■ Task instructions ■
Copy out verbatim the entries below, from the very first line through the line containing "pixel 63 108", including that line.

-------- Records --------

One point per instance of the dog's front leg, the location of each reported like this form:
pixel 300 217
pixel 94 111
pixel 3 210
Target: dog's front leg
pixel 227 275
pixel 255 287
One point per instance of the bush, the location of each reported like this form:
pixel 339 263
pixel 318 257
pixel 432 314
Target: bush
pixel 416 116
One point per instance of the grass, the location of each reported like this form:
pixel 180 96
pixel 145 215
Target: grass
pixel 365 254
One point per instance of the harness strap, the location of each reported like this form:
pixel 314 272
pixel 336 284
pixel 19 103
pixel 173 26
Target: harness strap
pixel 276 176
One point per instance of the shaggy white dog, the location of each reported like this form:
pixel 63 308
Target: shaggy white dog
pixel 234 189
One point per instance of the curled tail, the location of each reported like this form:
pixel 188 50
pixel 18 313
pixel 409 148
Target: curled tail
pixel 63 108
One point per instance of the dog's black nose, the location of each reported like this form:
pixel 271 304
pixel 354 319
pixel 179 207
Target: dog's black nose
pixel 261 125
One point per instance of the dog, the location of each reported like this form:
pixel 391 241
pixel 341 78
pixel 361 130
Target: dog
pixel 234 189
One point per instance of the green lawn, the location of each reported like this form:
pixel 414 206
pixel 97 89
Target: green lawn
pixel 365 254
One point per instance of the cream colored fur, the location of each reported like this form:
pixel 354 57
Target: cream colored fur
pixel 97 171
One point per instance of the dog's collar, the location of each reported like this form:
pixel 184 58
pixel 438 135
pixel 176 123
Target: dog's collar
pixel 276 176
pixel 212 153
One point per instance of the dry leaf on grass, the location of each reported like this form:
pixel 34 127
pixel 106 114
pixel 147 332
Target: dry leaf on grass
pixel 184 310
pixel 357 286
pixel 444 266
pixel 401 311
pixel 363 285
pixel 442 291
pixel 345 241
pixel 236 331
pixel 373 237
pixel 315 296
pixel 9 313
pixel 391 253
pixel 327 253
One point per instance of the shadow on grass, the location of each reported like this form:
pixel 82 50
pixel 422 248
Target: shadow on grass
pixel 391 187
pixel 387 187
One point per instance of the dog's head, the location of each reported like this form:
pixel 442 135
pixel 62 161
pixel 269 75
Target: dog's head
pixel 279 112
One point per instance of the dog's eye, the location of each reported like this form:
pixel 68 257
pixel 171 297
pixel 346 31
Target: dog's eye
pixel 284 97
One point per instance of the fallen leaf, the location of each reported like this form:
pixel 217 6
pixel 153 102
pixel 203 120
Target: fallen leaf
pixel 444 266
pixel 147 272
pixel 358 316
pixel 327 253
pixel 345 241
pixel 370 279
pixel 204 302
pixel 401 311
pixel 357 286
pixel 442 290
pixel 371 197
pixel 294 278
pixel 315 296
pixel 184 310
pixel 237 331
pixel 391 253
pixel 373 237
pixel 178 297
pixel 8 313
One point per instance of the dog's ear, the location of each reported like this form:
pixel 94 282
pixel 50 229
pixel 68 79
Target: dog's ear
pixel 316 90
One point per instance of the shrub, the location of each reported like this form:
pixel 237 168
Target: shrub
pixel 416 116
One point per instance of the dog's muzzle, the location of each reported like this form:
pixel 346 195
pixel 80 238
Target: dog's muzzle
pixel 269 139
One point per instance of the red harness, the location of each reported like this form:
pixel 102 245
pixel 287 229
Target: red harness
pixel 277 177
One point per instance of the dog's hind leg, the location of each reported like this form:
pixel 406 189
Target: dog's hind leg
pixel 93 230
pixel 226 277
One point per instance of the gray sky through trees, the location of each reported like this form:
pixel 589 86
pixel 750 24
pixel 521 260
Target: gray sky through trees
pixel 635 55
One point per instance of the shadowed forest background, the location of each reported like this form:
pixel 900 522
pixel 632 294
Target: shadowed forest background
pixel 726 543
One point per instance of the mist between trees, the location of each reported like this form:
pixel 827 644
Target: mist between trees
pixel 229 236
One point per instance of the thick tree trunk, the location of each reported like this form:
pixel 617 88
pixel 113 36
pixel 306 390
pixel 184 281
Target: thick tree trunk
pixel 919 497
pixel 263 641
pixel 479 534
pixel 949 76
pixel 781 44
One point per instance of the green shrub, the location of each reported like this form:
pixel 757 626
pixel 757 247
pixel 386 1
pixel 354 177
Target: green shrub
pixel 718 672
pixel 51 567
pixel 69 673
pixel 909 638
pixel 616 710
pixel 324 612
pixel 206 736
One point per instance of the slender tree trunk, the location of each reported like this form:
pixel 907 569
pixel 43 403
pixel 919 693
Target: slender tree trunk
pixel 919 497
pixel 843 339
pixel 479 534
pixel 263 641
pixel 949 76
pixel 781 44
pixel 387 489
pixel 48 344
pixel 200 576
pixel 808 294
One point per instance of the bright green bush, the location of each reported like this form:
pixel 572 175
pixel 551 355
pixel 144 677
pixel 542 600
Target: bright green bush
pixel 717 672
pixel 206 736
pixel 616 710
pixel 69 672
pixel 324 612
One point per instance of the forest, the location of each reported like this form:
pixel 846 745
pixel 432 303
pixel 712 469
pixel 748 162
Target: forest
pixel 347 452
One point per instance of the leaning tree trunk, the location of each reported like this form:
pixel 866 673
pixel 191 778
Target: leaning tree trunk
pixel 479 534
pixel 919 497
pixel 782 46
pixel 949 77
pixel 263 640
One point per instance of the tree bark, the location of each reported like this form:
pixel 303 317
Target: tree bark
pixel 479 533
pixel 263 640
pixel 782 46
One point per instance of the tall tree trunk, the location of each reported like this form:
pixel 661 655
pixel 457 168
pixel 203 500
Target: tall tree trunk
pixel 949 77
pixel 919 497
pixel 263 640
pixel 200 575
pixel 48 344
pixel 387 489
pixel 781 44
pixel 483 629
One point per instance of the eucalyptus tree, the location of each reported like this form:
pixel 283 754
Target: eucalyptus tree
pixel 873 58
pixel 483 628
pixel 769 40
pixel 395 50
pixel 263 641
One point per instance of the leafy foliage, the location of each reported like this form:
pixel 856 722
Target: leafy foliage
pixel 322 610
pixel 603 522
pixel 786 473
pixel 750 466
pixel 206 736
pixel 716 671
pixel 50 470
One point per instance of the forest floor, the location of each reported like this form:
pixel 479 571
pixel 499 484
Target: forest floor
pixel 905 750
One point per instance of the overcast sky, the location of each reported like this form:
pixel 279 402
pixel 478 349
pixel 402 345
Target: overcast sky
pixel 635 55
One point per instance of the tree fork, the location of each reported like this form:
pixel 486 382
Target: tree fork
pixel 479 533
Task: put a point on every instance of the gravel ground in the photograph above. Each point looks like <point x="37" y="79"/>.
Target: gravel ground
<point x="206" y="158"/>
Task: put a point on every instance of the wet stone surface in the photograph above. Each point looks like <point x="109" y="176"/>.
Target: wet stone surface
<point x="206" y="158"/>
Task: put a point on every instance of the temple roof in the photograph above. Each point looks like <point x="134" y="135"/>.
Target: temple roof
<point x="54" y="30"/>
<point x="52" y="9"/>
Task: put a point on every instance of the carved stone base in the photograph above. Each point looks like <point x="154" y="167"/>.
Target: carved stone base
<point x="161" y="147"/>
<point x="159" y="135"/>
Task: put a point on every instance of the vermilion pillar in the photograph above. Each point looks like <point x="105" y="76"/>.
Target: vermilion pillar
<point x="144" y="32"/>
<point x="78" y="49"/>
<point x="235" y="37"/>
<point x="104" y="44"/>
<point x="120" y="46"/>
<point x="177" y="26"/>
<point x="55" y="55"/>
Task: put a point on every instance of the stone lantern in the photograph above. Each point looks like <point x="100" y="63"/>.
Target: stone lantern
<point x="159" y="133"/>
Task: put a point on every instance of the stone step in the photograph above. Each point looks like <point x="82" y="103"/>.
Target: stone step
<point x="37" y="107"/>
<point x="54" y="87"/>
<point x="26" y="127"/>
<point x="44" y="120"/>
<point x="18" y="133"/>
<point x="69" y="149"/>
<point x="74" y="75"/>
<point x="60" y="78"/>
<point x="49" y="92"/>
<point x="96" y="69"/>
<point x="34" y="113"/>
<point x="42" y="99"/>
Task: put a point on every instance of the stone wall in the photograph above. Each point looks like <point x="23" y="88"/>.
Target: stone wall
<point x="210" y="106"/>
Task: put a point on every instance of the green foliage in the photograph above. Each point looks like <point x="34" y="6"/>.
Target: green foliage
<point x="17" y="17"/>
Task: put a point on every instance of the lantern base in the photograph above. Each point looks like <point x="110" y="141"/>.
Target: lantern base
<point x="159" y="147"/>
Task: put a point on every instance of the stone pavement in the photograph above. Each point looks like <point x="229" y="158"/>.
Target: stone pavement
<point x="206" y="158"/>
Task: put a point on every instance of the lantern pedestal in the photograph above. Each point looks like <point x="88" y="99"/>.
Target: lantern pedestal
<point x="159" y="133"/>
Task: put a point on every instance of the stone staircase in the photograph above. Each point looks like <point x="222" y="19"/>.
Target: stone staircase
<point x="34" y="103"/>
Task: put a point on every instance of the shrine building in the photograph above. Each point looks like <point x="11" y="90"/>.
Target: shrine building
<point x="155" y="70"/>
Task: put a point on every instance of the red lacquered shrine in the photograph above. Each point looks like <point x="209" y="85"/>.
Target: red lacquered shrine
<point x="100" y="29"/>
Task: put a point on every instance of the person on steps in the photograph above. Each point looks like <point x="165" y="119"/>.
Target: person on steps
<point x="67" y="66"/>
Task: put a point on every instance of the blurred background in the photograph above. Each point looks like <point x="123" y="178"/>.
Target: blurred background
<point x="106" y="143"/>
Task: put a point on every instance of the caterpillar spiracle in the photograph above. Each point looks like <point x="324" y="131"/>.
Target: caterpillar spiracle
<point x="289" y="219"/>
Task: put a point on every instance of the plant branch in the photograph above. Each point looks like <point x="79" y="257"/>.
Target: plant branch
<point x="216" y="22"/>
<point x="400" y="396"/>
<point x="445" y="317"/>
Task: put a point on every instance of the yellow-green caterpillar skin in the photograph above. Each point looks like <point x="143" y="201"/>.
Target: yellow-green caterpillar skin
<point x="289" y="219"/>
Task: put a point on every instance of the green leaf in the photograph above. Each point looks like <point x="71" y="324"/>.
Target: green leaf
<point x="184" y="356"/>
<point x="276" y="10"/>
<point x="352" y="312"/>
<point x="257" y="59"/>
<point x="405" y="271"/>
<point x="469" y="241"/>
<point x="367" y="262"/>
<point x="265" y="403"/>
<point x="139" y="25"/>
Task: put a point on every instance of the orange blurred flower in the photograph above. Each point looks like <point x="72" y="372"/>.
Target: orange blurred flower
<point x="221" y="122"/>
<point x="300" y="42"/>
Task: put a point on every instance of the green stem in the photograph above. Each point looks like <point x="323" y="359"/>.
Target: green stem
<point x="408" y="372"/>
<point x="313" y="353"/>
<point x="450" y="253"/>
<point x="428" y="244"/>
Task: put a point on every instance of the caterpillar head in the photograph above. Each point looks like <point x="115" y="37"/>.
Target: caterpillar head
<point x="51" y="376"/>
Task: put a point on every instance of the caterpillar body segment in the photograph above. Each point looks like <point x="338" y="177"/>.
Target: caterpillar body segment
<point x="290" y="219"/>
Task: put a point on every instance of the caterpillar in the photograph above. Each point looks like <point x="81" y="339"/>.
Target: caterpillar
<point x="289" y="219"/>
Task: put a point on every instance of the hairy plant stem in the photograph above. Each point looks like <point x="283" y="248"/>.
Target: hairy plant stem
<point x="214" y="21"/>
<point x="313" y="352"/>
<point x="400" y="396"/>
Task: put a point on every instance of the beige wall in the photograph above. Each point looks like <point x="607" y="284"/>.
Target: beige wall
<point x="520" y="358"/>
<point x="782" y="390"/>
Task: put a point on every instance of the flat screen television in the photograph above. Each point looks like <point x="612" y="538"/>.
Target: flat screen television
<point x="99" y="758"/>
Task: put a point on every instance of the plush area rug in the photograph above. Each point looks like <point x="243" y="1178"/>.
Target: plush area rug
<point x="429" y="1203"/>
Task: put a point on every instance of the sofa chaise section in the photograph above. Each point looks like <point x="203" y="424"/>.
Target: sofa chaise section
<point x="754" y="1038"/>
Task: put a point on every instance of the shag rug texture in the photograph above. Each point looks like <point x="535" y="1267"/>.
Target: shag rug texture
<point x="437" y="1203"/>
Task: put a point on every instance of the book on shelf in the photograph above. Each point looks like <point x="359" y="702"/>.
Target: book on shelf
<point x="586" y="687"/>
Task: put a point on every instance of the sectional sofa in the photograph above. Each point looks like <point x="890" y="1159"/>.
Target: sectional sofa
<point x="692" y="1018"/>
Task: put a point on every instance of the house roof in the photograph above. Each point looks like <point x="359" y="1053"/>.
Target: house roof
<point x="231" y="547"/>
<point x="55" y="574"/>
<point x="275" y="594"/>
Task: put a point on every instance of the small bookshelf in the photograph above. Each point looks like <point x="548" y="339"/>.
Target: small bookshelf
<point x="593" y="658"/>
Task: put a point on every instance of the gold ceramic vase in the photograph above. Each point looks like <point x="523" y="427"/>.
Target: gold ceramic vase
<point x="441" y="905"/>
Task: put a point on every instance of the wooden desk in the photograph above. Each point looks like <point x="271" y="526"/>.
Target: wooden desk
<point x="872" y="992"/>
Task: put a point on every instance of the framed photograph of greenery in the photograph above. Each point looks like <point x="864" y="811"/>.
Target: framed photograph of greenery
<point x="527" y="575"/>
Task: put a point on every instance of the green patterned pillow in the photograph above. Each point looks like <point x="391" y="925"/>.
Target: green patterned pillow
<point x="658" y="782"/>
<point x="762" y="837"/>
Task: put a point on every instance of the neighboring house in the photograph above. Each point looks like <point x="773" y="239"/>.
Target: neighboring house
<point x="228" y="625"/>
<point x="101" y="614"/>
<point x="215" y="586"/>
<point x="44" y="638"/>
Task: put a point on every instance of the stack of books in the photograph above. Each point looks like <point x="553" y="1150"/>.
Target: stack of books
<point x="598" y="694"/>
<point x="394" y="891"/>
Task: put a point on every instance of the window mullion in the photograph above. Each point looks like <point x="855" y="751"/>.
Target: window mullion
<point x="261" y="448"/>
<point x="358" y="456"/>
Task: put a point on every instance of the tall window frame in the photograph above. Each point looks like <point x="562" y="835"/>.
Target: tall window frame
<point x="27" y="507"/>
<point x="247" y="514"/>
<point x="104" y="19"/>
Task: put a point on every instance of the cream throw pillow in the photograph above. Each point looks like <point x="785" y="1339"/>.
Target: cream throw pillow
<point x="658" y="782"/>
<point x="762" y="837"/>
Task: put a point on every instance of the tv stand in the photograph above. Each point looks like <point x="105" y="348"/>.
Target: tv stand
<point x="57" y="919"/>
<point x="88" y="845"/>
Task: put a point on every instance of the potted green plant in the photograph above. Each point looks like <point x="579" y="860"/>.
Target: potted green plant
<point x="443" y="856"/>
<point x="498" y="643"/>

--------

■ Solution to this problem ■
One point per instance of the dog's front leg, the location of each reported like this form:
pixel 300 217
pixel 94 111
pixel 3 210
Target: dog's front leg
pixel 227 275
pixel 255 287
One point per instance of the bush, the location of each reported like this form:
pixel 339 263
pixel 318 257
pixel 432 314
Target: bush
pixel 416 116
One point per instance of the grass, the location of each reported like this form:
pixel 180 96
pixel 145 215
Target: grass
pixel 365 254
One point per instance of the harness strap, the location of each reported like this form:
pixel 314 272
pixel 336 284
pixel 19 103
pixel 173 26
Target: harness strap
pixel 276 176
One point per instance of the shaggy white dog, the location of each reported like this form:
pixel 63 308
Target: shaggy white dog
pixel 234 189
One point per instance of the curled tail, the location of each reported like this form:
pixel 188 50
pixel 18 313
pixel 409 148
Target: curled tail
pixel 63 108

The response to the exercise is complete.